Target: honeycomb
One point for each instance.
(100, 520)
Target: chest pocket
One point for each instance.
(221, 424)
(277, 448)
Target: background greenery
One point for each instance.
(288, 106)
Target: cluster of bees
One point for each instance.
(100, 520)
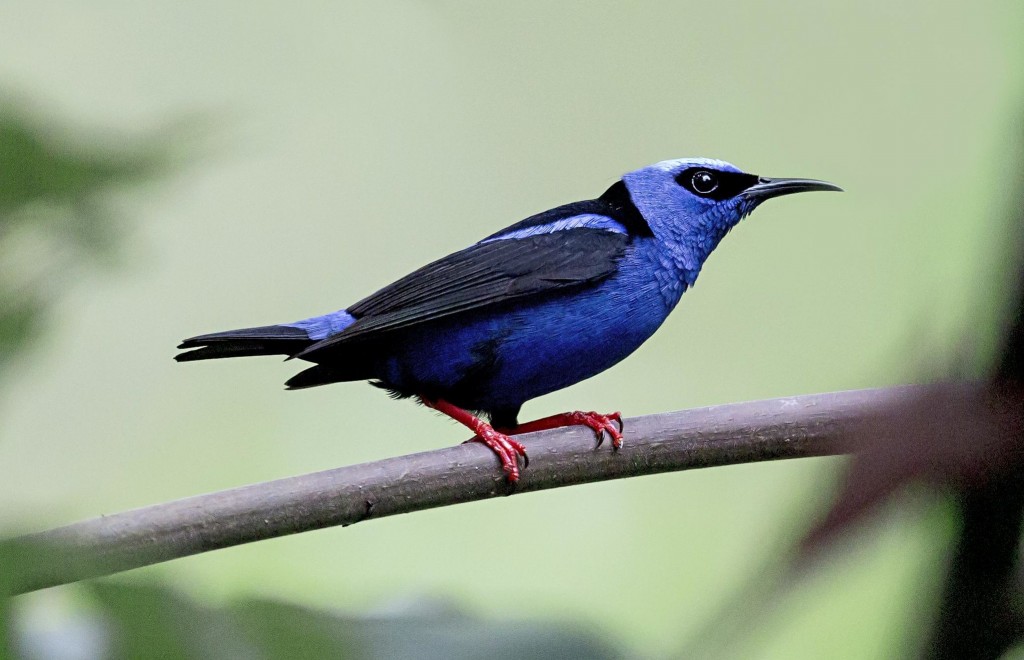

▶ What to work on: Rewrite the whole listing, changing every "instance" to "occurrence" and keeping everything else the same. Leave the pictures out of your answer.

▶ Completed task:
Target: honeycomb
One point for each occurrence.
(100, 520)
Target: chest pocket
One point for each occurrence.
(221, 424)
(277, 448)
Target: background greenery
One point for each occurrence.
(288, 106)
Target: cluster of bees
One point for each occurrence.
(100, 520)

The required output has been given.